#### PROBLEM
Could you give the data below again, exactly and completely?
Begin PROVIDED DATA
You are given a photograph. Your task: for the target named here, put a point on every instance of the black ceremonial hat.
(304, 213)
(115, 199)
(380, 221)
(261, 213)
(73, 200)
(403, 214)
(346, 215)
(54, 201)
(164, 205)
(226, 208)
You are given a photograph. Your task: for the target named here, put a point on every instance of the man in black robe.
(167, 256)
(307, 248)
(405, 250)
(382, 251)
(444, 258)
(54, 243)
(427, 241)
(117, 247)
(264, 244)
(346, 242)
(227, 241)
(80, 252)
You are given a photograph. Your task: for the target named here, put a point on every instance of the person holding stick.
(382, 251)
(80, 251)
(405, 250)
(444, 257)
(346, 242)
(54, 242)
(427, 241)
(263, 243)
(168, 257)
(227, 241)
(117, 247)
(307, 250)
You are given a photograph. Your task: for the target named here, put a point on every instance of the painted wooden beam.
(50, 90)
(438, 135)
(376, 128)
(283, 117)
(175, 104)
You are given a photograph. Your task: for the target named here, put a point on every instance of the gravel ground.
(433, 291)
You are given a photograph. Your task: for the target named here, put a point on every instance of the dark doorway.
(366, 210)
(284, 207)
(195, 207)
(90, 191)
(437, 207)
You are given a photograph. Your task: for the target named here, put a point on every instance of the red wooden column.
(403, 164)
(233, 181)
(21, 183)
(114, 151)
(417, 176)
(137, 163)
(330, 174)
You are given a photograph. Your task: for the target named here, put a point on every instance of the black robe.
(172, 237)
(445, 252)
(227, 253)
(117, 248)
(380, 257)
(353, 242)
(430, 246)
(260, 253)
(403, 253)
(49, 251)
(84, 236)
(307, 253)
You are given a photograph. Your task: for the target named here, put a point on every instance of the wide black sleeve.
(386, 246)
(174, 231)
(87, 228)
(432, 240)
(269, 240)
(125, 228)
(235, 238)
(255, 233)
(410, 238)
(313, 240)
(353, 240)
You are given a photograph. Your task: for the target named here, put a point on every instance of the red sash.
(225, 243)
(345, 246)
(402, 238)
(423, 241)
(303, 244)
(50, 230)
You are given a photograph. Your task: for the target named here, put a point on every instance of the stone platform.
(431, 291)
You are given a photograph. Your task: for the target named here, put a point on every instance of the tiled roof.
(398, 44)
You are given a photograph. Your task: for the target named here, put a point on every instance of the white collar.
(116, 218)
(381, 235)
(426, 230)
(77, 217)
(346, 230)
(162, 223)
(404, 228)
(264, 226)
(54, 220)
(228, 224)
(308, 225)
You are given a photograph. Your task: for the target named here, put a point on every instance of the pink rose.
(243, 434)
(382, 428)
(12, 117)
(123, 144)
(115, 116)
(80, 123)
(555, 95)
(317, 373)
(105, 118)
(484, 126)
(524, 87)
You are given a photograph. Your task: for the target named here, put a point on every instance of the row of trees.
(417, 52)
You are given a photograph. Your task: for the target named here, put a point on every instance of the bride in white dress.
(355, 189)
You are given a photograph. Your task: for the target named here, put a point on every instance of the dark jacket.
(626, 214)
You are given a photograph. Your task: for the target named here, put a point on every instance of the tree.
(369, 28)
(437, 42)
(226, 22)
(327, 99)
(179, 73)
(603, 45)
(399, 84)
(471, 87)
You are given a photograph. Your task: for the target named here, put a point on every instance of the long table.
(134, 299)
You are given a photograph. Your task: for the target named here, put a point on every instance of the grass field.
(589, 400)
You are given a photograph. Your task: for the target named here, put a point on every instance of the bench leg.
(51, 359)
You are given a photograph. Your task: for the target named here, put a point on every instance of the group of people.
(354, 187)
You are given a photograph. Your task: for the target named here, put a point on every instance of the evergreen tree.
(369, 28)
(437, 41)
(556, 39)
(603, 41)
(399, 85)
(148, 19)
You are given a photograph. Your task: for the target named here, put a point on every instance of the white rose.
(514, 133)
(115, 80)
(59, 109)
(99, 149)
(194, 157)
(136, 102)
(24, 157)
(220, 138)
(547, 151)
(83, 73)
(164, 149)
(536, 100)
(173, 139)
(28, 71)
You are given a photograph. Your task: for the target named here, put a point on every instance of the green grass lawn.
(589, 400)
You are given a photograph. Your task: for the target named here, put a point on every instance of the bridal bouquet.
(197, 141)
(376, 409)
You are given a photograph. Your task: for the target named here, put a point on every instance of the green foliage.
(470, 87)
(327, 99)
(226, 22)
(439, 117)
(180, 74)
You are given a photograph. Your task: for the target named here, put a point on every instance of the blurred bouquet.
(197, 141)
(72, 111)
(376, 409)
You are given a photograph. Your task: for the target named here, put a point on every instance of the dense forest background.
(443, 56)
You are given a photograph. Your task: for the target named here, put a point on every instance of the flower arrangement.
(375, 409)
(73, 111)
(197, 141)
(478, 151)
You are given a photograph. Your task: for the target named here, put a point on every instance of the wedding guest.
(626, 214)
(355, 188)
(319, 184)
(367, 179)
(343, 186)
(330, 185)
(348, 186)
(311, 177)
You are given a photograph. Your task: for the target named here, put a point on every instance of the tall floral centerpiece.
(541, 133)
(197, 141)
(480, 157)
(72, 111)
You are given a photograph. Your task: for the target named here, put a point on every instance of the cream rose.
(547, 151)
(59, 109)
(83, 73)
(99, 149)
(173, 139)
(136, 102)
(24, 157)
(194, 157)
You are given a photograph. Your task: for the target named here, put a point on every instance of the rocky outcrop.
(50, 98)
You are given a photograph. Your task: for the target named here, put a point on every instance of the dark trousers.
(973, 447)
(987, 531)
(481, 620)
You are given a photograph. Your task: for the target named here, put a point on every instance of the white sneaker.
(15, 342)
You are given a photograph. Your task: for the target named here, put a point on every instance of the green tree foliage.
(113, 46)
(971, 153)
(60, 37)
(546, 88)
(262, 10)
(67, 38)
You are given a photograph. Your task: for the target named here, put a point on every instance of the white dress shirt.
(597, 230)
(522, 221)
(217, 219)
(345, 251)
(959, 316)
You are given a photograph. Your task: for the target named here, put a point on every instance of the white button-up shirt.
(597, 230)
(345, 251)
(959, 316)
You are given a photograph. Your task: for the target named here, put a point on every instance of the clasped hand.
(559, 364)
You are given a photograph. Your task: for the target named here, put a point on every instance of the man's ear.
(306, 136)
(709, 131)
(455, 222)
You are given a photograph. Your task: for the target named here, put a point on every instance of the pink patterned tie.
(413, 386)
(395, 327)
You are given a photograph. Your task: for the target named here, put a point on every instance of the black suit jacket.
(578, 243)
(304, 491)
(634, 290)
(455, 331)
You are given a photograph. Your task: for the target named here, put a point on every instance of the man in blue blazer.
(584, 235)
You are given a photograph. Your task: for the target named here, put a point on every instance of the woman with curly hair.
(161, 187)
End PROVIDED DATA
#### SOLUTION TO THIS TASK
You are given a photograph. Your task: for the target named here, put a point on every instance of the black ceremonial hat.
(304, 213)
(115, 199)
(380, 221)
(261, 213)
(73, 200)
(403, 214)
(346, 215)
(54, 201)
(164, 205)
(226, 208)
You are given a photograph. Your task: for the target named here, put a point on every instance of the man in black robe.
(167, 256)
(307, 248)
(405, 250)
(382, 251)
(444, 258)
(54, 243)
(427, 241)
(117, 247)
(264, 244)
(346, 242)
(227, 241)
(80, 252)
You are given a photograph. Your task: for the target named here, put a point on every instance of the person holding stick.
(382, 251)
(80, 251)
(405, 250)
(444, 257)
(346, 242)
(54, 242)
(427, 241)
(263, 243)
(168, 257)
(227, 241)
(117, 247)
(307, 250)
You are given a photograph. Your task: for the target named here, put a point on every instance of the painted wooden beam.
(50, 90)
(438, 135)
(376, 128)
(283, 117)
(175, 104)
You are given a photograph. Your task: for the target named here, put a point on every instance of the gravel ground.
(433, 291)
You are given a photograph. Your task: for the target named here, put a point on every instance of the dark doorway.
(366, 210)
(284, 207)
(195, 207)
(90, 191)
(437, 207)
You are given a photograph. Your task: for the target named here, put a point on every instance of the red wooden column.
(403, 164)
(233, 181)
(21, 183)
(114, 151)
(417, 176)
(137, 163)
(330, 174)
You are given a photograph. Your task: for the target named here, put a point on every instance of the black robe.
(172, 237)
(445, 252)
(227, 253)
(117, 248)
(380, 257)
(353, 242)
(430, 246)
(260, 253)
(403, 253)
(49, 251)
(84, 236)
(307, 253)
You are given a photograph. Your task: for the target named here, put a point on every instance of the wide black sleeve.
(386, 246)
(174, 231)
(87, 228)
(432, 240)
(269, 240)
(125, 228)
(235, 238)
(255, 233)
(410, 238)
(313, 240)
(353, 240)
You are given a photograph. Your task: for the target named here, put a point on every instance of the red sash.
(225, 243)
(345, 246)
(402, 238)
(423, 241)
(303, 244)
(50, 230)
You are given a photograph. Your task: for the target named here, put a point on every instance of the stone platform.
(431, 291)
You are given a photograph. Your task: for the target named here, put a point on every instance of the tiled roof.
(398, 44)
You are given a photograph. Your task: for the target named here, put a point on every instance of the white collar.
(116, 218)
(381, 235)
(426, 230)
(77, 217)
(346, 230)
(162, 223)
(404, 228)
(264, 226)
(54, 220)
(228, 224)
(308, 225)
You are given a photograph. Your task: for the target named here, put a point on every instance of the pink rose.
(243, 434)
(382, 428)
(12, 117)
(123, 144)
(115, 116)
(80, 123)
(555, 95)
(317, 373)
(105, 118)
(484, 126)
(524, 87)
You are given a photograph. Your task: for the target named here, put a point on every instance of the row of trees.
(417, 52)
You are given a photograph. Your task: for the target named here, put a point on every instance of the bride in white dress.
(355, 189)
You are given a photograph. Your task: for the target named here, put a point on every instance of the dark jacket.
(626, 214)
You are given a photograph. Your task: for the target named here, put a point on every instance of the tree.
(369, 28)
(437, 42)
(226, 22)
(327, 99)
(179, 73)
(603, 45)
(399, 84)
(471, 87)
You are given a photograph. Your task: for the target named here, put a point on every instance of the long table.
(134, 299)
You are given a photograph. Your task: for the target named here, put a point on every instance of the grass field.
(589, 400)
You are given a photograph. Your task: for the target named here, put a point on every instance of the bench leg.
(51, 359)
You are given a photograph. Your task: for the target named here, put a point on every instance of the group of people.
(354, 187)
You are given a photograph. Your task: for the target named here, put a point on every instance of the evergreen tree.
(369, 28)
(437, 41)
(556, 39)
(603, 41)
(399, 85)
(148, 19)
You are given a photograph. Your task: for the target named here, put a point on every instance of the white rose.
(514, 133)
(115, 80)
(59, 109)
(99, 149)
(194, 157)
(136, 102)
(24, 157)
(220, 138)
(547, 151)
(83, 73)
(164, 149)
(536, 100)
(173, 139)
(28, 71)
You are given a photograph. Your task: for the target named here, put a point on every instance of the green grass lawn.
(589, 400)
You are given a photograph. Your task: for the target named here, put a point on every instance of the bridal bouquet.
(197, 141)
(376, 409)
You are given a photograph. Your task: for the target named here, put a point on every instance of the green foliage.
(470, 87)
(327, 99)
(226, 22)
(439, 117)
(180, 74)
You are given a photograph. Your task: for the target named here, put a point on every instance of the blurred bouquet.
(197, 141)
(72, 111)
(376, 409)
You are given a photograph. Your task: for the target named here, put a point on every instance of the dense forest background.
(443, 56)
You are given a photograph. Your task: for the target named here, put a point on every instance of the flower arrangement.
(375, 409)
(73, 111)
(197, 141)
(478, 151)
You are given a photograph. Your task: for the target named here, put a point on every instance of the wedding guest.
(626, 214)
(355, 188)
(319, 184)
(367, 179)
(343, 186)
(330, 185)
(348, 186)
(311, 177)
You are given a photograph. Your task: for the target named here, put a point on every instance of the tall floral centerpiece.
(541, 133)
(197, 141)
(480, 157)
(72, 111)
You are given a photograph. Your task: for the target named here, put a point on every instance of the cream rose.
(547, 151)
(59, 109)
(83, 73)
(99, 149)
(173, 139)
(136, 102)
(24, 157)
(194, 157)
You are given a photograph. Your task: for the target named here, put a point on every instance of the rocky outcrop.
(50, 98)
You are given a photograph. Your task: for the target named here, put a point on every instance of the dark trousers.
(973, 447)
(987, 531)
(481, 620)
You are given a photograph. Your task: for the target named here, put a point on every instance of the white sneaker.
(15, 342)
You are given a photograph. Your task: for the target named here, put a point on every instance of the green tree foliage.
(113, 46)
(971, 153)
(60, 37)
(546, 88)
(262, 10)
(67, 38)
You are given a photograph. Your task: for the target named here, put a point on every instance of the white dress shirt.
(597, 230)
(522, 221)
(217, 219)
(345, 251)
(959, 316)
You are given a photograph. Your task: for the target named here, put a point on every instance of the white button-up shirt.
(597, 230)
(345, 251)
(959, 316)
You are given a photograph. Your task: for the target named here, put a point on every instance of the clasped hand.
(559, 364)
You are given a photograph. Your task: for the target named here, put a point on every instance of the man's ear.
(306, 136)
(709, 131)
(455, 222)
You are given a photograph. Your task: for the target named here, put a point on every instance of the pink patterned tie.
(413, 386)
(395, 327)
You are given a photograph. Your task: for the target named here, put a point on every instance of the black suit jacket.
(578, 243)
(304, 491)
(634, 290)
(455, 331)
You are given a photograph. Your task: for the target named here, put a point on every instance of the man in blue blazer.
(584, 235)
You are given a photograph. Your task: for the target named here, put a point on every instance of the woman with curly hair.
(161, 187)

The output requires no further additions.